EXTRAIT SOURCE =
────────────────

La bataille des bureaux de vote catalans

À 80 ans, Gloria Jansoma en a vu d’autres. Cette ancienne institutrice originaire de Barcelone qui a vécu à Buenos Aires est venue ce matin s’enquérir du bureau de vote où elle devrait voter dimanche. Devant l’Université de Barcelone, sur la Gran Via qui traverse la ville, une demi-douzaine d’étudiants en grève renseignent les électeurs, surtout des personnes âgées, qui n’ont pas accès à Internet. Gloria a bien pris soin de prendre deux bulletins de vote, pour elle et son mari. Des fois que le bureau de scrutin en manquerait, à la suite des saisies de la police de Madrid.
« Vous savez, moi, on ne me la fait pas, dit-elle. Quand j’étais petite, on nous punissait à l’école quand on parlait catalan. J’ai vécu sous la dictature Franco et j’ai même connu celle d’Eva Perón en Argentine. Alors, les gardes civils ne me font pas peur. » Dimanche, elle entend bien aller voter tôt, au lycée près de chez elle, dans son quartier de Sant Gervasi. Si bien sûr le lycée n’est pas barricadé et assiégé par les policiers.
Car, dans le bras de fer qui oppose Madrid à Barcelone, les écoles qui servent en majorité de bureaux de scrutin sont devenues un enjeu de taille. Sous la responsabilité de la Generalitat de Catalogne, elles n’ont aucun lien avec Madrid. C’est pourquoi le gouvernement espagnol exige qu’avant samedi, elles soient réquisitionnées par la police catalane. Les directeurs d’école ont été menacés de poursuite, et la police sommée d’interdire l’accès des lieux de vote dans un rayon de 100 mètres. « Madrid veut faire faire le sale boulot par les policiers catalans, explique l’historien Joan Culla. Elle ne veut surtout pas qu’une photo fasse le tour du monde montrant des gardes civils espagnols en train de saisir des urnes. Vous imaginez l’effet ! »

────────────────

CONSIGNE DONNÉE 1 = Reproduisez à l’identique tout le passage de l’extrait sur les bureaux de vote catalans, de « La bataille des » jusqu’à « police de Madrid. ».
CONSIGNE DONNÉE 2 = D’après l’extrait sur les bureaux de vote catalans, dans quel rayon autour des lieux de vote la police est-elle sommée d’en interdire l’accès ?
CONSIGNE DONNÉE 3 = Indiquez si chacune des affirmations suivantes concorde avec l’extrait sur les bureaux de vote catalans, en répondant par oui ou non et en citant les mots décisifs de l’extrait : (a) Gloria Jansoma a 80 ans. (b) Les écoles servant de bureaux de scrutin relèvent de Madrid. (c) Gloria n’a pris qu’un seul bulletin de vote.
Le matériel qui suit n’est pas nécessaire.

Lignes d’un jeu de données =

────────────────

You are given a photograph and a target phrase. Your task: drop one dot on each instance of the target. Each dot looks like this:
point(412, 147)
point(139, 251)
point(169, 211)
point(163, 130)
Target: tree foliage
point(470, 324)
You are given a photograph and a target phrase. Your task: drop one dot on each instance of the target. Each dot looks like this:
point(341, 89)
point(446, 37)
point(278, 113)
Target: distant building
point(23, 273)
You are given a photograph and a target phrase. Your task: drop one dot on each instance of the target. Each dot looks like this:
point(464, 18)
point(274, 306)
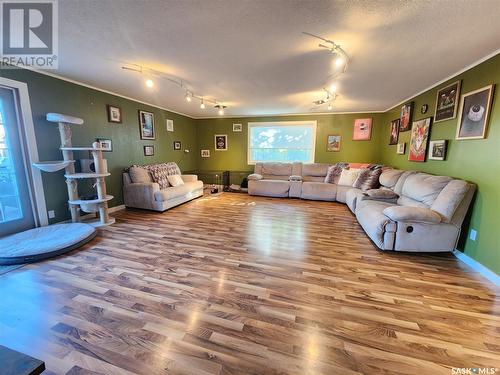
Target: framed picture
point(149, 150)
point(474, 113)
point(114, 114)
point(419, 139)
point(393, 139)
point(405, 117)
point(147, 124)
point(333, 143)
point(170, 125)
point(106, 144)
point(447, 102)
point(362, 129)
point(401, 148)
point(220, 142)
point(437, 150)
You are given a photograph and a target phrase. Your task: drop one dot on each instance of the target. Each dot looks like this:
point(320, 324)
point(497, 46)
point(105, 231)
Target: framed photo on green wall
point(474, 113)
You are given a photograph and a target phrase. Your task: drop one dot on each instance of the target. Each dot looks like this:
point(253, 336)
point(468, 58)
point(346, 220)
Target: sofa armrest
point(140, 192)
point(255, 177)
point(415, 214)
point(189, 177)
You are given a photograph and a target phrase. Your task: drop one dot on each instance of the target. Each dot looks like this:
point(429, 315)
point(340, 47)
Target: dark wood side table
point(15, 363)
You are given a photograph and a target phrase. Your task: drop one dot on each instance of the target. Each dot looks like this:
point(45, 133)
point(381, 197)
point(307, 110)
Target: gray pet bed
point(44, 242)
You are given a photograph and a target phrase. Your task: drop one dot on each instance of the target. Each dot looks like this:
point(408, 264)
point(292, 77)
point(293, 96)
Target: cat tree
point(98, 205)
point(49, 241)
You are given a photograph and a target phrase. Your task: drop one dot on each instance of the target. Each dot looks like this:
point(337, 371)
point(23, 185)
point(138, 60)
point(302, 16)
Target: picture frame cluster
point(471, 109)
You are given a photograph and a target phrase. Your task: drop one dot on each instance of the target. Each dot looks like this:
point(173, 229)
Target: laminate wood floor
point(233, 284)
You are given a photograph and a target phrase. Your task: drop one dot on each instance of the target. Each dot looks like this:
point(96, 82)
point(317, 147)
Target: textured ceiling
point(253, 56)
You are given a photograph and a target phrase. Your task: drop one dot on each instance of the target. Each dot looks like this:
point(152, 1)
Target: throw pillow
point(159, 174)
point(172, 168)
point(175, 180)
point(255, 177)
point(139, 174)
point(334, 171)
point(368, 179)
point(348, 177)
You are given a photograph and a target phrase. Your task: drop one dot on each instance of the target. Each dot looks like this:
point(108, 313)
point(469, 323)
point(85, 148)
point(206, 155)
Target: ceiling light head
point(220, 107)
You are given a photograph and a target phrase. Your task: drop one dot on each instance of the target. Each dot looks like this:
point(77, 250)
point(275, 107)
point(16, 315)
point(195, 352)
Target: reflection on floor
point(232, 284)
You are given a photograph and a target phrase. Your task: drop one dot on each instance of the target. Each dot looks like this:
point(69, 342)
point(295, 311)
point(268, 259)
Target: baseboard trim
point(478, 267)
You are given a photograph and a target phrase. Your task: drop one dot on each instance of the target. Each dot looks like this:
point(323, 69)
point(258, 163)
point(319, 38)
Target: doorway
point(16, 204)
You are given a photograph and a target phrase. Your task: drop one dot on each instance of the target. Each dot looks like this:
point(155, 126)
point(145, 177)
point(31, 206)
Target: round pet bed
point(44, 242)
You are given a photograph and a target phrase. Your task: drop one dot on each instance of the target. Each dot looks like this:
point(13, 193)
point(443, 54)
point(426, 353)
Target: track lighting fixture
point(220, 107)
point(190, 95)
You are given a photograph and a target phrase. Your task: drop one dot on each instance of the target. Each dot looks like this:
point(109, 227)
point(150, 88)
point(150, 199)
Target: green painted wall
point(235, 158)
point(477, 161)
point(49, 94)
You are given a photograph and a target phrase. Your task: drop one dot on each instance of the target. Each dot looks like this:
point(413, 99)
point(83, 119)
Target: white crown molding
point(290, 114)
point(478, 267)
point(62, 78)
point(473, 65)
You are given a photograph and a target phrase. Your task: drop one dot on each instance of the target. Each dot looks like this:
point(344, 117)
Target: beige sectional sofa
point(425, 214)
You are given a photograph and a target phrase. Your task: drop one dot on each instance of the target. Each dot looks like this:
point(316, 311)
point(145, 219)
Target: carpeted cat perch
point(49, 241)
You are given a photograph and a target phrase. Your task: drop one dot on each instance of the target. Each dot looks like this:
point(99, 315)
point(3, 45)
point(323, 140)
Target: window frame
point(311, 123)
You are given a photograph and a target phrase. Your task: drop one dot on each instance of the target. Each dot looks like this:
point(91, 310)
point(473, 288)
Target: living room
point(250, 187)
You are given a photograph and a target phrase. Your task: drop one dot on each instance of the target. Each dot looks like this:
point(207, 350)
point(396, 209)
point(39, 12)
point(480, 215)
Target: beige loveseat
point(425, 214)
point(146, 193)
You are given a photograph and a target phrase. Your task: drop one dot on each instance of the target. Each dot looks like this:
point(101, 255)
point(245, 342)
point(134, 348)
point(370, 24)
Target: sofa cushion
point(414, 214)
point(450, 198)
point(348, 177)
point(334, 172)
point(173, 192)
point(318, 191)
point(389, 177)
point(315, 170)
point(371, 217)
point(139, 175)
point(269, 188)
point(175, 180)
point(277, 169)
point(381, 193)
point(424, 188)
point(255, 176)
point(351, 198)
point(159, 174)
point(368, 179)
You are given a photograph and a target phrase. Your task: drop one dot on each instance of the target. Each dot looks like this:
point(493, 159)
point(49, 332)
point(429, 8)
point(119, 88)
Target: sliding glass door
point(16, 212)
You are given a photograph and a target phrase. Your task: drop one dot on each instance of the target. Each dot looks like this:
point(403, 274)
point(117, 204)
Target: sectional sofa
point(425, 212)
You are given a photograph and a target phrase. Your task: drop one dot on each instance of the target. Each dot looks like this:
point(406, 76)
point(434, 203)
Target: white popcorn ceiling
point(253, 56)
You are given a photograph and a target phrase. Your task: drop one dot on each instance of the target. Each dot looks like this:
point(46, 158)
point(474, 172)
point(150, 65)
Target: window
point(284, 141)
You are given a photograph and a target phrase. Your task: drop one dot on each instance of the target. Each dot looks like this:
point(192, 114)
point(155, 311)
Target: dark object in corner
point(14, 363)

────────────────

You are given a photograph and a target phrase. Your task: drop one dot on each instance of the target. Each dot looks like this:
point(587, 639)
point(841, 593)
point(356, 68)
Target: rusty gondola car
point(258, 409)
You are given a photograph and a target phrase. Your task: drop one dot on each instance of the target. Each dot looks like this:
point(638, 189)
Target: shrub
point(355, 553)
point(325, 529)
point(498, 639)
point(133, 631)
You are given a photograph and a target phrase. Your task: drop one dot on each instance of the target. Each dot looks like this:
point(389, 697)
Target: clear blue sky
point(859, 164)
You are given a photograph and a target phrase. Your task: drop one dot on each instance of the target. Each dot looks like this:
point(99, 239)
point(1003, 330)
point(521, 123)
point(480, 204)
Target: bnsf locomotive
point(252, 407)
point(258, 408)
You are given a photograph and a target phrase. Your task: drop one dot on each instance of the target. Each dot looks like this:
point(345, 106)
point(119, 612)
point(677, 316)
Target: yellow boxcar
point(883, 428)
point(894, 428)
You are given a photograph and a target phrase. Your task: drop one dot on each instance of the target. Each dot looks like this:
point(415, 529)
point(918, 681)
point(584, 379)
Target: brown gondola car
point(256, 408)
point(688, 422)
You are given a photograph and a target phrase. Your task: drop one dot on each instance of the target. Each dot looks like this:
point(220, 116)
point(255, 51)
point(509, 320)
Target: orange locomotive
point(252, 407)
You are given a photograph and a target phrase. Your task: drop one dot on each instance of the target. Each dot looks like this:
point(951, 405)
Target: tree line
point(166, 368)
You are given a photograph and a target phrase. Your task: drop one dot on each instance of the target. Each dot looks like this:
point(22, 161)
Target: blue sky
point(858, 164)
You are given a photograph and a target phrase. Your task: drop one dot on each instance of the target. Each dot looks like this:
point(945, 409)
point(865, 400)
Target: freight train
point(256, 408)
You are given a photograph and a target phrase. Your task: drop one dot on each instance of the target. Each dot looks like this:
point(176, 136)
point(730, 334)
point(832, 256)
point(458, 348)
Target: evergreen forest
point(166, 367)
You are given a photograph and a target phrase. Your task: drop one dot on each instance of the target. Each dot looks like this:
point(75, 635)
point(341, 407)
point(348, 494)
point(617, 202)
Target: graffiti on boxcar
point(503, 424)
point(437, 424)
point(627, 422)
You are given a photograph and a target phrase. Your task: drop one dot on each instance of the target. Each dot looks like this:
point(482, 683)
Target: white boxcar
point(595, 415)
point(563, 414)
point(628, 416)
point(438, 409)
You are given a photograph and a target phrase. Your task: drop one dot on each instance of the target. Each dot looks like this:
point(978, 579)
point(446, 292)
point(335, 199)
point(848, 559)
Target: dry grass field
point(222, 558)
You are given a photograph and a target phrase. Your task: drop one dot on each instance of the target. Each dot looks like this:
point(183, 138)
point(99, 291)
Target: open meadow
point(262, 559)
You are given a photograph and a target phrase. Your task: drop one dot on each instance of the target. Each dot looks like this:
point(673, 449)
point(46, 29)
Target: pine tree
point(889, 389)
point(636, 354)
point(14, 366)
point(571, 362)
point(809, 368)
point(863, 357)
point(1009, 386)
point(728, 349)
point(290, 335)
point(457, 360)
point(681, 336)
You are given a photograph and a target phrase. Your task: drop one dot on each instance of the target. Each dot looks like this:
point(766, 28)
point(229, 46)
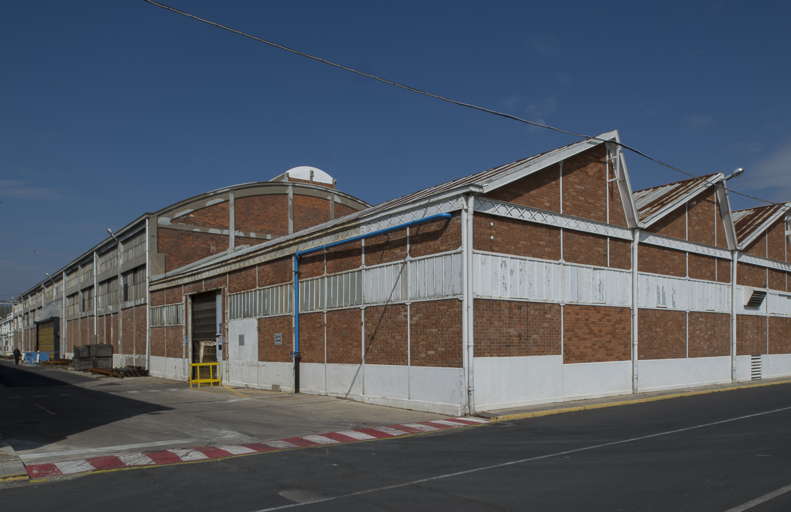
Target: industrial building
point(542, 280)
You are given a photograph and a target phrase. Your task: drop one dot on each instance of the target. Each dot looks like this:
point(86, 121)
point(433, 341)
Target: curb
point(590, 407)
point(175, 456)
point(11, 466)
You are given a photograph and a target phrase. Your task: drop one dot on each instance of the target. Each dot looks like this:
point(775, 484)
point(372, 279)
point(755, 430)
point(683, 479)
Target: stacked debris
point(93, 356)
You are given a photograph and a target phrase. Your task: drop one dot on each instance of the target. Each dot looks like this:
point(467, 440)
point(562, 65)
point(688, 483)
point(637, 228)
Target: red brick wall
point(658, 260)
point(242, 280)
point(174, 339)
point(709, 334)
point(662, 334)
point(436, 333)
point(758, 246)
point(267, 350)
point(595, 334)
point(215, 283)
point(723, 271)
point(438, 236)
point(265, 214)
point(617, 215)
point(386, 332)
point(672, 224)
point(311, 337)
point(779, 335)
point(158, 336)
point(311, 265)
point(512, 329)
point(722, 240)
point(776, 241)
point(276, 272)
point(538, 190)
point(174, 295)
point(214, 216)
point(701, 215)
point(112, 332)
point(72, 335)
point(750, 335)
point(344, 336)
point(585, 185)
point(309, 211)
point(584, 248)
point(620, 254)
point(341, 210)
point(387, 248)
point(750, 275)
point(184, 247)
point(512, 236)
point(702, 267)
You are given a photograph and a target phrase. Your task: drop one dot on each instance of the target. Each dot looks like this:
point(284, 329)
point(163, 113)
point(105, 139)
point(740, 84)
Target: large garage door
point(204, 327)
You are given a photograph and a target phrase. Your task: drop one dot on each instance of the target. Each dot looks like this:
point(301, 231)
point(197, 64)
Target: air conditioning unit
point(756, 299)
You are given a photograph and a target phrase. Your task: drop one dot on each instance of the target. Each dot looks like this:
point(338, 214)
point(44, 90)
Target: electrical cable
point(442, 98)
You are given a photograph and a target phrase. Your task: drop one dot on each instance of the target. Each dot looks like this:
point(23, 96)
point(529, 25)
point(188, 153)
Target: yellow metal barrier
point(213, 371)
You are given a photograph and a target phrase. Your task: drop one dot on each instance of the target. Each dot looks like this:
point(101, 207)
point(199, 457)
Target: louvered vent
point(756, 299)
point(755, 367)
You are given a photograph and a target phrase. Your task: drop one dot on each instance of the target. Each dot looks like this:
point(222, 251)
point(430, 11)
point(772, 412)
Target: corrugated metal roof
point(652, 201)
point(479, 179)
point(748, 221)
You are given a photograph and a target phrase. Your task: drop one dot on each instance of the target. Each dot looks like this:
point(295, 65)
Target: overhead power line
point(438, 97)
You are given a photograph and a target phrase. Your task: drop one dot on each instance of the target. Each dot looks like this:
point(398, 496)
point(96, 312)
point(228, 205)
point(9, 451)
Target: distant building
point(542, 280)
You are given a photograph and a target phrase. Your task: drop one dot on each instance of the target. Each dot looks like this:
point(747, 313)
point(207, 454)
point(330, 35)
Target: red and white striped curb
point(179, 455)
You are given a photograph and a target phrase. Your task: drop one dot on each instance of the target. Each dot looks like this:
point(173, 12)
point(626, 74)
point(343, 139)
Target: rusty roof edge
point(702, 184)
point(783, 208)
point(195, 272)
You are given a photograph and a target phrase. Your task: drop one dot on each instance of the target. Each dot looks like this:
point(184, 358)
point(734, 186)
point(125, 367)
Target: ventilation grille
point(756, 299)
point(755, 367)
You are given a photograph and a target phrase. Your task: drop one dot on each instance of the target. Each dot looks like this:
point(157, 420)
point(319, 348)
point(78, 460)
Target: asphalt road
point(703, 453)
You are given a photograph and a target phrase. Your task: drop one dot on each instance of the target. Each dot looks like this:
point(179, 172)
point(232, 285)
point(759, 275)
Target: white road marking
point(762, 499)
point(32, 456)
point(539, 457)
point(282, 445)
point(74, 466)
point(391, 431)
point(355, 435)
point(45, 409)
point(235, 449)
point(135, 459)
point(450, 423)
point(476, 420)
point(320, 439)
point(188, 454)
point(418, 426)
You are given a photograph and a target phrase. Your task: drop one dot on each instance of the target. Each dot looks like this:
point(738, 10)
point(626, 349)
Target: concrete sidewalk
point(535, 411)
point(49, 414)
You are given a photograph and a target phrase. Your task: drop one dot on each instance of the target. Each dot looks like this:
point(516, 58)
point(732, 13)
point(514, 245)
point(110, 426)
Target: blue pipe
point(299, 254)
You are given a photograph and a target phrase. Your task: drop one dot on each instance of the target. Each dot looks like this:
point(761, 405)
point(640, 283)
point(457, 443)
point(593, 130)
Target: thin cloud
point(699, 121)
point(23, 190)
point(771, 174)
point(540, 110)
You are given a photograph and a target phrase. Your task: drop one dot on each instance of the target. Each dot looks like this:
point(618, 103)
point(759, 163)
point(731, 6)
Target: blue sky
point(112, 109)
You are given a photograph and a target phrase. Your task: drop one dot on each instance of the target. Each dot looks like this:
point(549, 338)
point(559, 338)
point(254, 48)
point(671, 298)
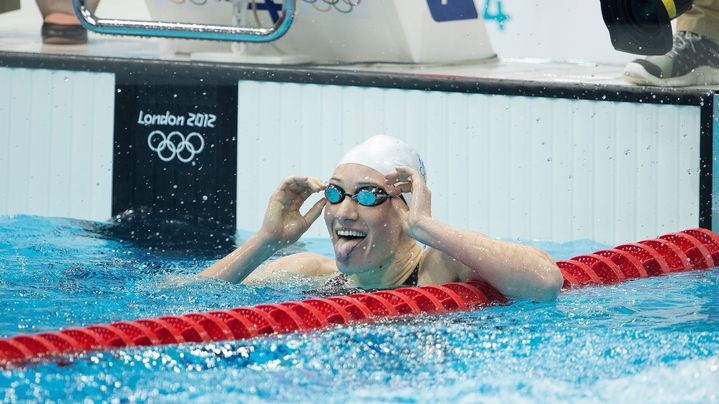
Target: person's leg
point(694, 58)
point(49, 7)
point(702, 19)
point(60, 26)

────────────────

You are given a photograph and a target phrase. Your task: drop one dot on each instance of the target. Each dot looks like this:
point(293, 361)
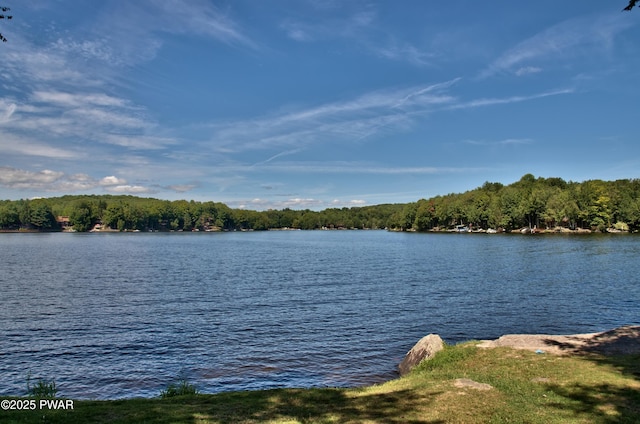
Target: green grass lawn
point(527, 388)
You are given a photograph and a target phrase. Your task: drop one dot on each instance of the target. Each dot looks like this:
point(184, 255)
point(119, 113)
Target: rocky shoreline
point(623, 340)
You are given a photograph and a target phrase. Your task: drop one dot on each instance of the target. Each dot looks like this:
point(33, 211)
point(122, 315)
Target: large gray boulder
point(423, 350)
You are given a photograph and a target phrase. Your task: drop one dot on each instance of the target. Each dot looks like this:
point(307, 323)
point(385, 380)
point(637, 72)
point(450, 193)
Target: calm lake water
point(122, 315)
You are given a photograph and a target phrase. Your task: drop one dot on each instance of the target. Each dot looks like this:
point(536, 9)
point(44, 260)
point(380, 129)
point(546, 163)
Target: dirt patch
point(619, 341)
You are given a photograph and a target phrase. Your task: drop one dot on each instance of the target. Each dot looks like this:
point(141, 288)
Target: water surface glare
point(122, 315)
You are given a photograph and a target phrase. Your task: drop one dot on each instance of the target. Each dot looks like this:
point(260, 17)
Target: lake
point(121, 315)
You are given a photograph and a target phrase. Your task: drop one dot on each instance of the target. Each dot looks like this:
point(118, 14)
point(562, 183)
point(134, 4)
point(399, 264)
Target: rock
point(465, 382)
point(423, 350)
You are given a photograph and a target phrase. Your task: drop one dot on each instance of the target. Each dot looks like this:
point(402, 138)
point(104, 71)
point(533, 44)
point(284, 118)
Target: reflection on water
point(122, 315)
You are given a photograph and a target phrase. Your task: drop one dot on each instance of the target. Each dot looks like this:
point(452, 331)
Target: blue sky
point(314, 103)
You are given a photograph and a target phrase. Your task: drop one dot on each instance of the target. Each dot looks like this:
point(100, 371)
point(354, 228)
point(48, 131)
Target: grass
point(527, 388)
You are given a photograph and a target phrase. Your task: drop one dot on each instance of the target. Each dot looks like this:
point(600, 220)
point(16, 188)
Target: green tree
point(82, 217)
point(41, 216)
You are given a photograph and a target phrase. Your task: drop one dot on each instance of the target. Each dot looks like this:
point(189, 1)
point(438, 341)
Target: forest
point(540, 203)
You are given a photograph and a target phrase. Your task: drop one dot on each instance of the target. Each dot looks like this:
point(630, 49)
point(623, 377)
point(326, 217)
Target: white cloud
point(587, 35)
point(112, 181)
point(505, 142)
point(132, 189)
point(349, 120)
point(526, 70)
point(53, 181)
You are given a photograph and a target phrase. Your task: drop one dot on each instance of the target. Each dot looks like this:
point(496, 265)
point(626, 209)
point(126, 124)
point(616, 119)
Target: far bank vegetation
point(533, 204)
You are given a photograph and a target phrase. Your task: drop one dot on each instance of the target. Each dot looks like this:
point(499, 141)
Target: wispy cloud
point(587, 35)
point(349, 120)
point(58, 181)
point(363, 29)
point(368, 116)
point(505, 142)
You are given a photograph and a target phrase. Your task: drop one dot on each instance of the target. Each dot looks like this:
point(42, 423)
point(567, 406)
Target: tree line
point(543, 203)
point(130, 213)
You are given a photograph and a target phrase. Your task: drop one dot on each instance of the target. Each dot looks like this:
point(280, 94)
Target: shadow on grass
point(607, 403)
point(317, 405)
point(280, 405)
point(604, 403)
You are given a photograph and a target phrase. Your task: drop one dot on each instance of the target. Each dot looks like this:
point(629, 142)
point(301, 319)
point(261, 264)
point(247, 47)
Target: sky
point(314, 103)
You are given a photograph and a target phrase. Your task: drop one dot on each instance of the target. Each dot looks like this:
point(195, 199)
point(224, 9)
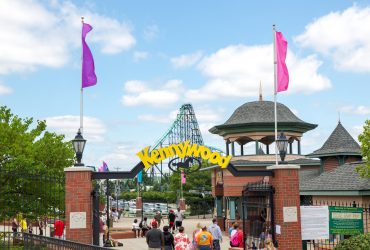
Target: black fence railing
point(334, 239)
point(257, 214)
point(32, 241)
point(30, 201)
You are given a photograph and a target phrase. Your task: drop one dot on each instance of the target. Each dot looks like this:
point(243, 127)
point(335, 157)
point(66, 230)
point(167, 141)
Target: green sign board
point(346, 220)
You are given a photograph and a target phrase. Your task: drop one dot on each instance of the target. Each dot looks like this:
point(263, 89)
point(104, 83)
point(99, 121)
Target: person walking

────────────────

RÉPONSE RÉDIGÉE 1 =
La bataille des bureaux de vote catalans

À 80 ans, Gloria Jansoma en a vu d’autres. Cette ancienne institutrice originaire de Barcelone qui a vécu à Buenos Aires est venue ce matin s’enquérir du bureau de vote où elle devrait voter dimanche. Devant l’Université de Barcelone, sur la Gran Via qui traverse la ville, une demi-douzaine d’étudiants en grève renseignent les électeurs, surtout des personnes âgées, qui n’ont pas accès à Internet. Gloria a bien pris soin de prendre deux bulletins de vote, pour elle et son mari. Des fois que le bureau de scrutin en manquerait, à la suite des saisies de la police de Madrid.

RÉPONSE RÉDIGÉE 2 = Dans un rayon de 100 mètres.

RÉPONSE RÉDIGÉE 3 =
(a) Oui : « À 80 ans, Gloria Jansoma en a vu d’autres. »
(b) Non : « Sous la responsabilité de la Generalitat de Catalogne, elles n’ont aucun lien avec Madrid. »
(c) Non : « Gloria a bien pris soin de prendre deux bulletins de vote, pour elle et son mari. »